● **EXERCISE PROMPT**
Rewrite the stretch of entries from the line containing "Where can you spot the pot rim" through the line containing "column 484, row 590" as a JSON list of strings, one string per line, with blank lines left out.

● **INFORMATION SHOWN**

────

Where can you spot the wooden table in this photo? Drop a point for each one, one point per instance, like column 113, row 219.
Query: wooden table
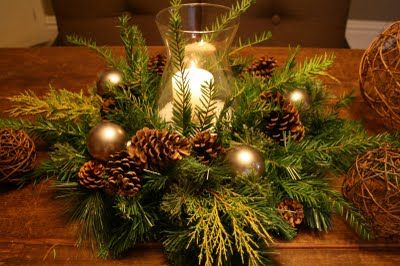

────

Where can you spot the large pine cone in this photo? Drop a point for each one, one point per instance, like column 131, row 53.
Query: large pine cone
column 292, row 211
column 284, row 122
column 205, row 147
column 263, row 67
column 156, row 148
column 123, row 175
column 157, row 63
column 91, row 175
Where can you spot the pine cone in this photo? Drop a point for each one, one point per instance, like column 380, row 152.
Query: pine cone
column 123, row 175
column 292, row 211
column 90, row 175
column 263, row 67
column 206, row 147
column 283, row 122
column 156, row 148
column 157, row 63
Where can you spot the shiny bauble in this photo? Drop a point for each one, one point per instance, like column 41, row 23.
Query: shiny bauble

────

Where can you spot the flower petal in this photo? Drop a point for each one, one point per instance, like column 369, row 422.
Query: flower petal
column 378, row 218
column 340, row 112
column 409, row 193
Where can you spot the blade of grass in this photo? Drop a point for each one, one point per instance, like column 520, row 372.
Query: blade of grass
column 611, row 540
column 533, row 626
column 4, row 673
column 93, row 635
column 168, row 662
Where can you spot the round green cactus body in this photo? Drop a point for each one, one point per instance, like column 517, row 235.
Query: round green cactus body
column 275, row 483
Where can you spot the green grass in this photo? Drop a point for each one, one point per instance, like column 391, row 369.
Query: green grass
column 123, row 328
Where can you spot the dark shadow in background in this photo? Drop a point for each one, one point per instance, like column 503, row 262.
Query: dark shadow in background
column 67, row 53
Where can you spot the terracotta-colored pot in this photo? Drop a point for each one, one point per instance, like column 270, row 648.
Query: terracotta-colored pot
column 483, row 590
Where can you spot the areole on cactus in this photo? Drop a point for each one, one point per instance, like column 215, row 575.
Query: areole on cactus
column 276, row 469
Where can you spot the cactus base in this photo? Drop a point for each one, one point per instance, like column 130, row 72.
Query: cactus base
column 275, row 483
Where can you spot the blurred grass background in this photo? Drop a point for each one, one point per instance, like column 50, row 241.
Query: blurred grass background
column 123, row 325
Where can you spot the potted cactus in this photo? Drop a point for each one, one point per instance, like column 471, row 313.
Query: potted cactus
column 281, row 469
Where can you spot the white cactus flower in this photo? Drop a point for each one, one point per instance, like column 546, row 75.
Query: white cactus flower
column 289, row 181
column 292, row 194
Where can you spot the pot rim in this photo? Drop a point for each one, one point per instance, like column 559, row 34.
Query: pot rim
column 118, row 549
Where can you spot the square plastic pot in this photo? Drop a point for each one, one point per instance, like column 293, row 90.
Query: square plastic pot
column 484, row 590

────

● **RESPONSE BELOW**
[
  "Where can you spot the pot rim in this photo? Drop a point for each one, one point per instance, like column 559, row 34.",
  "Query: pot rim",
  "column 118, row 549",
  "Where can you spot the square plastic pot in this photo? Drop a point for each one, one point per instance, like column 293, row 90.",
  "Query: square plastic pot",
  "column 484, row 590"
]